What the task requires
Pull out every line of the items below that contains the string "doorway", matching case exactly.

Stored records

——

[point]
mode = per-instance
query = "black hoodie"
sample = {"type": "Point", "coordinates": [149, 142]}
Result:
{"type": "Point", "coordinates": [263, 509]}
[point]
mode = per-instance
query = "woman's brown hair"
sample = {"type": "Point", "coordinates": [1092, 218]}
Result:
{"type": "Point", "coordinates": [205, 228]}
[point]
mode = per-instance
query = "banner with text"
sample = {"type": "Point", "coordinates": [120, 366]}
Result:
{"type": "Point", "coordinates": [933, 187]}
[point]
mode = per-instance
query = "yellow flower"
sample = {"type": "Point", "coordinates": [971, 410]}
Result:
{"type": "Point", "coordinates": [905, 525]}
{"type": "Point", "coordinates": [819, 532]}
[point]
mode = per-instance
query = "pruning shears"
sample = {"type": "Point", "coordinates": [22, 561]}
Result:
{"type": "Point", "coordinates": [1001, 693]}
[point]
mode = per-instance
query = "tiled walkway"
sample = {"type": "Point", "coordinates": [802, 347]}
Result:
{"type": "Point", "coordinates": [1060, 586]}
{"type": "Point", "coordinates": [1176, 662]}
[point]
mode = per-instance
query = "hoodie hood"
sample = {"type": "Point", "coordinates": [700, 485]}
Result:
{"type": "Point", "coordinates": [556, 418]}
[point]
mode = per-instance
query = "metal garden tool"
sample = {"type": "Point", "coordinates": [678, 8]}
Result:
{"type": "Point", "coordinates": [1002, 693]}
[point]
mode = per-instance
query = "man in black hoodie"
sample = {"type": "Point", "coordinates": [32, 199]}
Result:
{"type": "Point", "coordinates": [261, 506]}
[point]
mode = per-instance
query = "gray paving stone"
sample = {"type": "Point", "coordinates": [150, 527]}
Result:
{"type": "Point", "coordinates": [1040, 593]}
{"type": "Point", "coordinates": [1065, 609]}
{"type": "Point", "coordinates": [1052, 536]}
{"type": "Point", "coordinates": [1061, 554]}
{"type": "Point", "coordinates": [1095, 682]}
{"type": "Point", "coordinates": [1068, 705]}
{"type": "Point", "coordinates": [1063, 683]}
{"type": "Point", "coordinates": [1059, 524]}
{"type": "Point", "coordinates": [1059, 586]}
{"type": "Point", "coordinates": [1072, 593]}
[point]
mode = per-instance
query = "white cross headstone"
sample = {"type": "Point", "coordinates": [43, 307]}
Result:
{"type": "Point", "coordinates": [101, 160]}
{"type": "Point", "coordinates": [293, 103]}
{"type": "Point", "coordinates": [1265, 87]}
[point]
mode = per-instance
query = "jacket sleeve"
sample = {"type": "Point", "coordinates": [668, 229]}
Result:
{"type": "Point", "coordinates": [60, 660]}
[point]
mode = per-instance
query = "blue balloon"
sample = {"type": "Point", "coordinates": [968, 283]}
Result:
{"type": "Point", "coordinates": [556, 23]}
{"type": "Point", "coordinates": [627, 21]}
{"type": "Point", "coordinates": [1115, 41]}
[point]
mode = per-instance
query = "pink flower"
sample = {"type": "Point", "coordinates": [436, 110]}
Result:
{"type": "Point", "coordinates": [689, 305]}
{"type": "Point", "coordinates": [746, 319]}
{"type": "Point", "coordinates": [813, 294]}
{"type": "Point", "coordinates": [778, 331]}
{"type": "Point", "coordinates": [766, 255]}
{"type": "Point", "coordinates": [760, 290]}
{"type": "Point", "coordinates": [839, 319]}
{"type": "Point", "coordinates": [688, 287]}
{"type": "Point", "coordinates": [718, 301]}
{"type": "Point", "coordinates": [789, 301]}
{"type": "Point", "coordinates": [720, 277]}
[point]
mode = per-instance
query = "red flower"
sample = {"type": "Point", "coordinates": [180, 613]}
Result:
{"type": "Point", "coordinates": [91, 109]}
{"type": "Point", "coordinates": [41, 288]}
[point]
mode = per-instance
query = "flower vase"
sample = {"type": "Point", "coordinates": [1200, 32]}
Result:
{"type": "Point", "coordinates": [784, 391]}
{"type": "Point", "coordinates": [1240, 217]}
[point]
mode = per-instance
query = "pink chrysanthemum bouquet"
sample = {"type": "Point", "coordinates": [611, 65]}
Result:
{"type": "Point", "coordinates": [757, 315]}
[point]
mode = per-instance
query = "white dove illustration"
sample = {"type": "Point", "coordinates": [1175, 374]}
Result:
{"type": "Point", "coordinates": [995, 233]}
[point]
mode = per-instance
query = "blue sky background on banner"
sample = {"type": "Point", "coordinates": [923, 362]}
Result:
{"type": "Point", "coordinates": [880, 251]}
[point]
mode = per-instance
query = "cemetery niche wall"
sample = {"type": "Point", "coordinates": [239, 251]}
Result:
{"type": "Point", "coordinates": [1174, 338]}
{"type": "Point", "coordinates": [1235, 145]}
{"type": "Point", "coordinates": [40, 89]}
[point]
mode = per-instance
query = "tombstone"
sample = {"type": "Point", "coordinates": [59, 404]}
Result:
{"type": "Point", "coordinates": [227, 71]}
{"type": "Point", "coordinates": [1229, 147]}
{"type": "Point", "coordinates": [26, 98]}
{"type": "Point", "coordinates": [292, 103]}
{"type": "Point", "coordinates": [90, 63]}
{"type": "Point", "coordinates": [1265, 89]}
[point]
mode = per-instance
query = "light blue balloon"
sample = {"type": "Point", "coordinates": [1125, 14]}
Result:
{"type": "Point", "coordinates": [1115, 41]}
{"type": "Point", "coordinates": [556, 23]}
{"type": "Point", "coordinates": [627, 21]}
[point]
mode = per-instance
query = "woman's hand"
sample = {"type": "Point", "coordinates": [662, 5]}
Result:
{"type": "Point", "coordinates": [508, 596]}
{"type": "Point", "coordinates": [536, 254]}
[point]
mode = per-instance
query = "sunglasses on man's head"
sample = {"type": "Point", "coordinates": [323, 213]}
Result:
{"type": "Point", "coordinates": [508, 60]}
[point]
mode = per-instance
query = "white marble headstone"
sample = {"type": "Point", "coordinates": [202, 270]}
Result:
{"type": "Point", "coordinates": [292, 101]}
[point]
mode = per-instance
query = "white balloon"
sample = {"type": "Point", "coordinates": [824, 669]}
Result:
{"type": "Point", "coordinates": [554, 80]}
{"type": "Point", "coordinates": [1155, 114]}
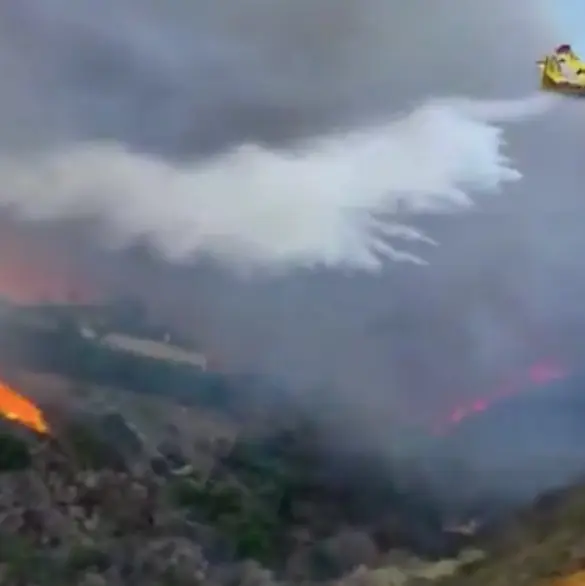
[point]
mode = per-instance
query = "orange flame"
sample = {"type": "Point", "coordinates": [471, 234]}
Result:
{"type": "Point", "coordinates": [539, 373]}
{"type": "Point", "coordinates": [15, 407]}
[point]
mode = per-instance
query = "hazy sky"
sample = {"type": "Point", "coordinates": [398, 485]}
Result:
{"type": "Point", "coordinates": [183, 79]}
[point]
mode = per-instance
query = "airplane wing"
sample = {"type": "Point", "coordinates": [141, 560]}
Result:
{"type": "Point", "coordinates": [563, 72]}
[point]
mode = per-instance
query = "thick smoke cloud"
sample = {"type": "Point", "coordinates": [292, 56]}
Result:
{"type": "Point", "coordinates": [327, 201]}
{"type": "Point", "coordinates": [181, 81]}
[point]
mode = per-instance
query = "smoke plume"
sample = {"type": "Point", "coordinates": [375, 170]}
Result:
{"type": "Point", "coordinates": [269, 134]}
{"type": "Point", "coordinates": [330, 201]}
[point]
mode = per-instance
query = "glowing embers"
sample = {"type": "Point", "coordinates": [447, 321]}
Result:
{"type": "Point", "coordinates": [16, 407]}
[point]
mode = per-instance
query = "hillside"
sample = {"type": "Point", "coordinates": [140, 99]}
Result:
{"type": "Point", "coordinates": [176, 483]}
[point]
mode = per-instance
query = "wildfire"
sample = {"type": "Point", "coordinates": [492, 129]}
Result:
{"type": "Point", "coordinates": [539, 373]}
{"type": "Point", "coordinates": [16, 407]}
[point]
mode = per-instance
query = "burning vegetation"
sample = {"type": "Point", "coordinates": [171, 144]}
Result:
{"type": "Point", "coordinates": [16, 407]}
{"type": "Point", "coordinates": [273, 489]}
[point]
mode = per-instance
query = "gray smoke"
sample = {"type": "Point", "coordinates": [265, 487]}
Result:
{"type": "Point", "coordinates": [183, 82]}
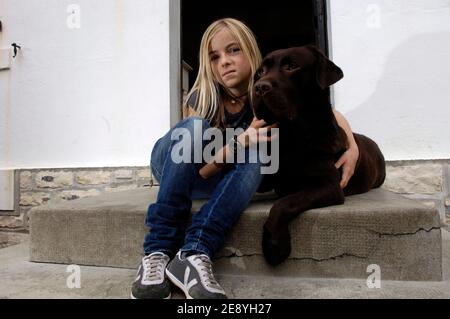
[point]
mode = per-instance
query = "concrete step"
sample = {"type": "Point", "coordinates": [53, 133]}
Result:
{"type": "Point", "coordinates": [401, 236]}
{"type": "Point", "coordinates": [23, 279]}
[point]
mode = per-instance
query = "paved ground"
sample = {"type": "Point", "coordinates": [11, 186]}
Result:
{"type": "Point", "coordinates": [20, 278]}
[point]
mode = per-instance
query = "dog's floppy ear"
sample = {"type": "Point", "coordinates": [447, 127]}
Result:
{"type": "Point", "coordinates": [328, 73]}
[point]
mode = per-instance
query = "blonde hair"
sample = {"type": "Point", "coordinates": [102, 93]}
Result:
{"type": "Point", "coordinates": [208, 103]}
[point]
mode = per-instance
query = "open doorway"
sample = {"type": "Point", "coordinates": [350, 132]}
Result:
{"type": "Point", "coordinates": [276, 24]}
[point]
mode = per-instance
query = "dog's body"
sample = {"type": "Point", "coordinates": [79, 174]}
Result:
{"type": "Point", "coordinates": [290, 89]}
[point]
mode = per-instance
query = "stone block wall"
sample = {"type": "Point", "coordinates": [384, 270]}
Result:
{"type": "Point", "coordinates": [38, 187]}
{"type": "Point", "coordinates": [426, 181]}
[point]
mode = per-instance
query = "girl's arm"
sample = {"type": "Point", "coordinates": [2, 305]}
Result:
{"type": "Point", "coordinates": [349, 159]}
{"type": "Point", "coordinates": [257, 132]}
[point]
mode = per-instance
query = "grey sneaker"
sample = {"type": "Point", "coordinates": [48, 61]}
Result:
{"type": "Point", "coordinates": [194, 276]}
{"type": "Point", "coordinates": [151, 282]}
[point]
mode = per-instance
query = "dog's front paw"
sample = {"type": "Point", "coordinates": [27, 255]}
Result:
{"type": "Point", "coordinates": [276, 244]}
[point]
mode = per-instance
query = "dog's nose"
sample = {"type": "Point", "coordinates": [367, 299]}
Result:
{"type": "Point", "coordinates": [263, 88]}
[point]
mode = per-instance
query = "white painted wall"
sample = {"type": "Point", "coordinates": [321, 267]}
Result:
{"type": "Point", "coordinates": [396, 60]}
{"type": "Point", "coordinates": [99, 95]}
{"type": "Point", "coordinates": [90, 97]}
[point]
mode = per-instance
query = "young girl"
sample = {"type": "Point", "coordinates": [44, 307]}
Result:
{"type": "Point", "coordinates": [229, 56]}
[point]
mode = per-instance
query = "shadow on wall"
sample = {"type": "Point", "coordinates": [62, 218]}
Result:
{"type": "Point", "coordinates": [409, 112]}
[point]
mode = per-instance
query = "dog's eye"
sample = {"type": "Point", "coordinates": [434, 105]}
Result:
{"type": "Point", "coordinates": [291, 67]}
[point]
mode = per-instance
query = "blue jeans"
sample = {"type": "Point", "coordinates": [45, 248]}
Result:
{"type": "Point", "coordinates": [228, 192]}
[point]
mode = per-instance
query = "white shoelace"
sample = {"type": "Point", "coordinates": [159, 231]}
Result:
{"type": "Point", "coordinates": [154, 266]}
{"type": "Point", "coordinates": [206, 271]}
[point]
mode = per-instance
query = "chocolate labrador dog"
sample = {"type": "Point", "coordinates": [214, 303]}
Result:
{"type": "Point", "coordinates": [290, 88]}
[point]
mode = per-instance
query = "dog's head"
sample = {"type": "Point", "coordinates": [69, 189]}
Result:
{"type": "Point", "coordinates": [290, 80]}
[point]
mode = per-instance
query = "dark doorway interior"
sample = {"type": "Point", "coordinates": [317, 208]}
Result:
{"type": "Point", "coordinates": [277, 24]}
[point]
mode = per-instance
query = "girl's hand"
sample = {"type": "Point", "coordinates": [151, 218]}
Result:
{"type": "Point", "coordinates": [348, 162]}
{"type": "Point", "coordinates": [256, 133]}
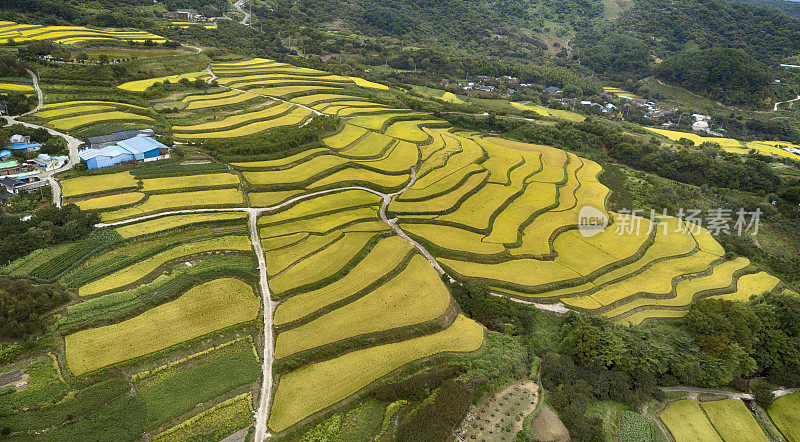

——

Output
query = "open doorway"
query = "dark doorway interior"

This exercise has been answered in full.